## Objective
Put every line of the entries below into a JSON list of strings, one string per line, omitting blank lines. Leave the pictures out of the list.

## Task input
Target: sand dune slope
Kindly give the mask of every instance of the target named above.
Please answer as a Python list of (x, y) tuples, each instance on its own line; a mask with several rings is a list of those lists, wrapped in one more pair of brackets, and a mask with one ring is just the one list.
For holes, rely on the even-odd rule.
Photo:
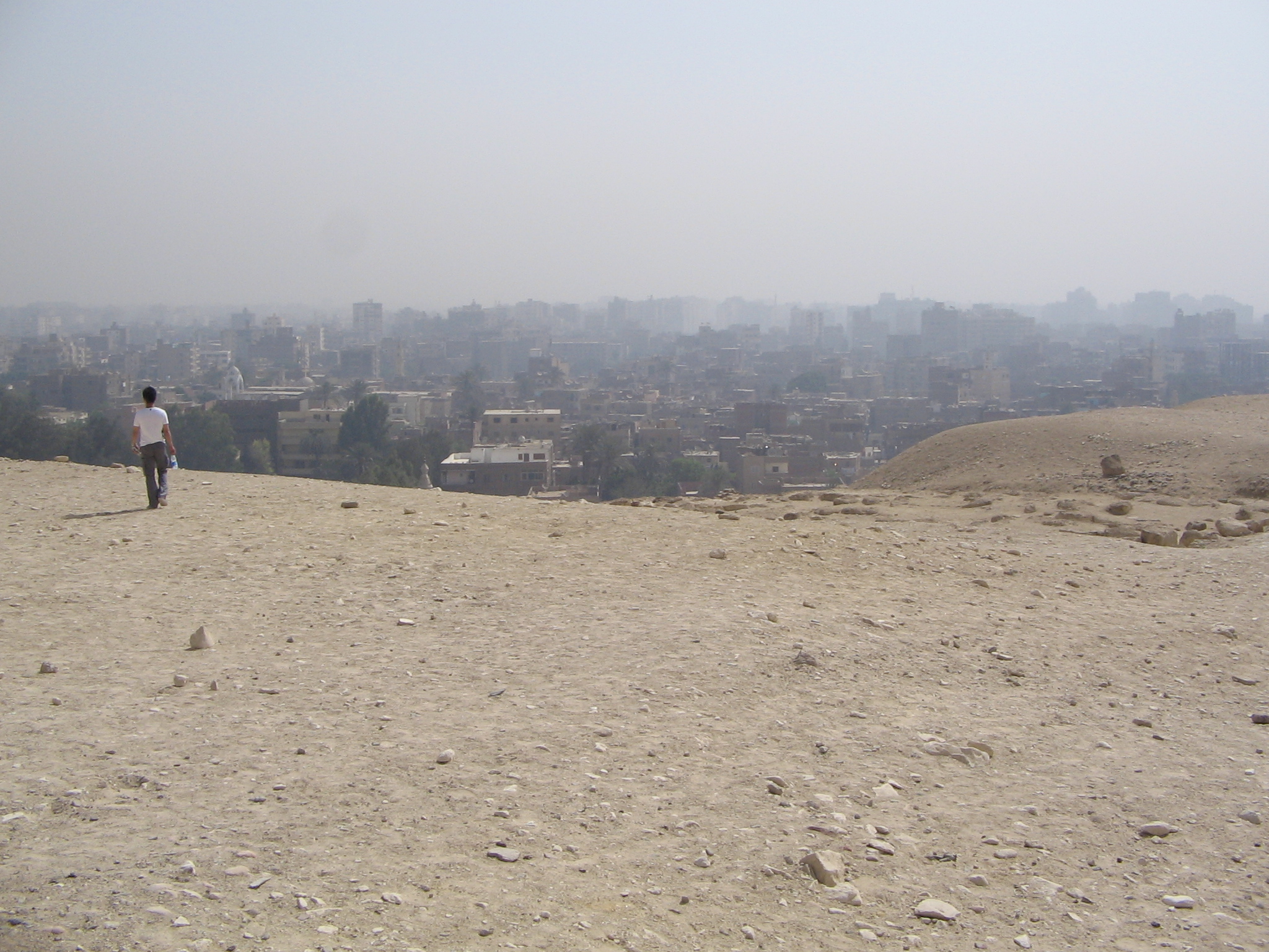
[(138, 512), (138, 475), (23, 462), (0, 489), (3, 949), (1269, 935), (1264, 536), (923, 494), (723, 519), (181, 471)]
[(859, 485), (1061, 491), (1099, 482), (1099, 461), (1110, 453), (1128, 467), (1118, 484), (1126, 489), (1237, 494), (1269, 477), (1269, 396), (959, 426), (901, 453)]

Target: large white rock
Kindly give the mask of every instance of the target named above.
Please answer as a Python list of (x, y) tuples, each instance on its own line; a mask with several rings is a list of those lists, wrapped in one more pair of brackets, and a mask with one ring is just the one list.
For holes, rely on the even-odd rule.
[(204, 647), (216, 647), (216, 636), (211, 635), (202, 625), (189, 636), (189, 647), (198, 651)]
[(835, 849), (807, 853), (802, 864), (825, 886), (839, 886), (846, 881), (846, 858)]
[(923, 899), (916, 906), (916, 915), (921, 919), (939, 919), (944, 923), (956, 922), (961, 910), (942, 899)]

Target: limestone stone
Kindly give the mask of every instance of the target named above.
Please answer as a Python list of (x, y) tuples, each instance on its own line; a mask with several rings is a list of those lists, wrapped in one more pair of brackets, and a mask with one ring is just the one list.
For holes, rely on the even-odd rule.
[(921, 919), (938, 919), (944, 923), (956, 922), (961, 910), (942, 899), (923, 899), (914, 910)]
[(1242, 538), (1244, 536), (1251, 534), (1251, 529), (1249, 529), (1245, 523), (1236, 522), (1233, 519), (1217, 519), (1216, 531), (1226, 538)]
[(1126, 472), (1128, 472), (1128, 468), (1123, 465), (1123, 459), (1119, 458), (1118, 453), (1101, 457), (1101, 475), (1105, 479), (1123, 476)]
[(202, 625), (194, 630), (194, 633), (189, 636), (189, 647), (192, 651), (199, 651), (207, 647), (216, 647), (216, 636), (207, 631)]
[(802, 866), (825, 886), (846, 881), (846, 858), (835, 849), (819, 849), (802, 857)]
[(864, 899), (859, 895), (859, 890), (849, 882), (825, 890), (824, 899), (827, 902), (840, 902), (846, 906), (862, 906), (864, 904)]

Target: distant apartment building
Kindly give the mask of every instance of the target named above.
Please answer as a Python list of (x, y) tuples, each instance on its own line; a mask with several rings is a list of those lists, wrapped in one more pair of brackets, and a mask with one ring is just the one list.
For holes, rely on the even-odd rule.
[(119, 395), (115, 374), (90, 371), (49, 371), (28, 378), (30, 392), (43, 406), (66, 410), (100, 410)]
[(1211, 314), (1181, 314), (1173, 316), (1173, 349), (1202, 350), (1208, 344), (1223, 344), (1237, 339), (1237, 315), (1230, 310)]
[(353, 334), (363, 344), (383, 340), (383, 305), (378, 301), (358, 301), (353, 305)]
[(379, 349), (374, 344), (357, 344), (339, 352), (339, 376), (345, 380), (377, 380)]
[(198, 376), (202, 357), (198, 344), (168, 344), (160, 340), (146, 354), (145, 372), (155, 381), (180, 383)]
[(407, 426), (440, 426), (452, 409), (448, 393), (428, 391), (379, 391), (388, 405), (388, 421)]
[(640, 420), (634, 425), (634, 448), (655, 453), (678, 456), (683, 446), (683, 430), (678, 420)]
[(477, 421), (477, 443), (515, 443), (523, 439), (560, 440), (560, 410), (486, 410)]
[(794, 307), (789, 314), (789, 338), (799, 344), (813, 344), (824, 336), (824, 311)]
[(555, 486), (553, 466), (551, 440), (476, 444), (440, 461), (440, 487), (453, 493), (524, 496)]
[(740, 457), (741, 493), (779, 493), (789, 475), (789, 458), (769, 453), (744, 453)]
[(280, 410), (274, 453), (278, 475), (316, 476), (324, 462), (339, 454), (343, 420), (343, 410)]
[(49, 334), (46, 338), (22, 341), (9, 369), (18, 377), (30, 377), (58, 368), (82, 367), (86, 358), (84, 348), (57, 334)]
[(921, 312), (921, 352), (938, 357), (961, 350), (961, 312), (934, 305)]

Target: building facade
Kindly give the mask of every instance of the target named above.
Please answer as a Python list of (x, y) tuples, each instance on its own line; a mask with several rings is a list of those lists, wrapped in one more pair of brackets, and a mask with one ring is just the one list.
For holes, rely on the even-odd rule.
[(549, 440), (477, 444), (440, 462), (440, 487), (453, 493), (524, 496), (555, 487), (555, 448)]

## Solution below
[
  "Target: sand dune slope",
  "Kindly give the mask of every instance of the target named above.",
  "Please answer as a Python list of (x, y) tuples, each instance on its own line; a mask with several rings is a list of those lists, wrapped in one more pair of brackets, and a mask with one ring is just the one list.",
  "For holes, rely on the even-odd rule.",
  "Photo:",
  "[(138, 512), (138, 475), (23, 462), (0, 489), (3, 949), (1269, 935), (1264, 536), (923, 494), (723, 519), (181, 471)]",
  "[(859, 485), (1061, 491), (1099, 482), (1099, 461), (1110, 453), (1128, 467), (1118, 484), (1126, 489), (1237, 494), (1269, 477), (1269, 396), (959, 426), (901, 453)]",
  "Target: large white rock",
  "Kindly give the mask of every instance of the target named above.",
  "Please answer as a Python list of (x, y) tuples, each instance on its own line; a mask with several rings is a list of those lists, wrapped in one more pair of brackets, and a mask with one ring is just the one list.",
  "For holes, rely on the even-odd rule.",
  "[(204, 647), (216, 647), (216, 636), (211, 635), (202, 625), (189, 636), (189, 647), (198, 651)]",
  "[(835, 849), (807, 853), (802, 864), (825, 886), (839, 886), (846, 881), (846, 858)]",
  "[(923, 899), (916, 906), (916, 915), (921, 919), (939, 919), (944, 923), (956, 922), (961, 910), (942, 899)]",
  "Target: limestone stone",
  "Kindly give the mask of every instance of the target named above.",
  "Please answer as a Python list of (x, y) tuples, each instance on its own line; a mask with several rings is a list of those lists, wrapped in one more pair of brackets, and a mask with one ring is just the one list.",
  "For holes, rely on the even-odd rule.",
  "[(921, 919), (938, 919), (944, 923), (956, 922), (961, 910), (942, 899), (923, 899), (914, 910)]",
  "[(1242, 538), (1244, 536), (1251, 534), (1251, 529), (1249, 529), (1245, 523), (1236, 522), (1233, 519), (1217, 519), (1216, 531), (1226, 538)]",
  "[(1126, 472), (1128, 472), (1128, 468), (1123, 465), (1123, 459), (1119, 458), (1118, 453), (1101, 457), (1101, 475), (1105, 479), (1123, 476)]",
  "[(202, 625), (194, 630), (194, 633), (189, 636), (189, 647), (192, 651), (199, 651), (207, 647), (216, 647), (216, 636), (207, 631)]",
  "[(802, 866), (825, 886), (846, 881), (846, 858), (835, 849), (819, 849), (802, 857)]",
  "[(864, 899), (859, 895), (859, 890), (849, 882), (825, 890), (824, 899), (827, 902), (840, 902), (846, 906), (862, 906), (864, 904)]",
  "Target: distant apartment building",
  "Kindly give the mask of every instance of the target named above.",
  "Please answer as a Python list of (x, y) tuples, each instance on its own line; a mask with several rings is a list of those lists, wrapped in one more pair of brackets, and a mask with one ring is just the one list.",
  "For holes, rely on the even-odd rule.",
  "[(119, 395), (115, 374), (90, 371), (49, 371), (28, 378), (30, 392), (43, 406), (66, 410), (100, 410)]",
  "[(1211, 314), (1181, 314), (1173, 316), (1173, 349), (1202, 350), (1208, 344), (1223, 344), (1237, 339), (1237, 315), (1230, 310)]",
  "[(353, 334), (363, 344), (383, 340), (383, 305), (378, 301), (358, 301), (353, 305)]",
  "[(379, 349), (374, 344), (357, 344), (339, 352), (339, 376), (345, 380), (377, 380)]",
  "[(198, 376), (202, 357), (198, 344), (168, 344), (160, 340), (146, 354), (145, 372), (155, 381), (180, 383)]",
  "[(407, 426), (440, 426), (452, 409), (448, 393), (428, 391), (379, 391), (388, 405), (388, 421)]",
  "[(640, 420), (634, 425), (634, 448), (655, 453), (678, 456), (683, 446), (683, 430), (678, 420)]",
  "[(477, 421), (477, 443), (515, 443), (523, 439), (560, 440), (560, 410), (486, 410)]",
  "[(794, 307), (789, 314), (789, 338), (799, 344), (813, 344), (824, 336), (824, 311)]",
  "[(555, 486), (553, 466), (551, 440), (476, 444), (440, 461), (440, 487), (453, 493), (524, 496)]",
  "[(740, 457), (741, 493), (779, 493), (789, 475), (789, 458), (769, 453), (744, 453)]",
  "[(280, 410), (274, 453), (278, 475), (316, 476), (324, 462), (339, 454), (343, 420), (343, 410)]",
  "[(49, 334), (46, 338), (22, 341), (9, 369), (18, 377), (30, 377), (58, 368), (82, 367), (86, 358), (84, 348), (57, 334)]",
  "[(921, 312), (921, 352), (938, 357), (961, 350), (961, 312), (934, 305)]",
  "Target: building facade",
  "Kindly give the mask of every instance of the target named above.",
  "Please answer as a Python list of (x, y) tuples, each instance on its own line; a mask with several rings is a list of those lists, wrapped in one more pair of brackets, and a mask with one ring is just the one list.",
  "For holes, rely on the even-odd rule.",
  "[(549, 440), (477, 444), (440, 462), (440, 487), (453, 493), (524, 496), (555, 487), (555, 448)]"
]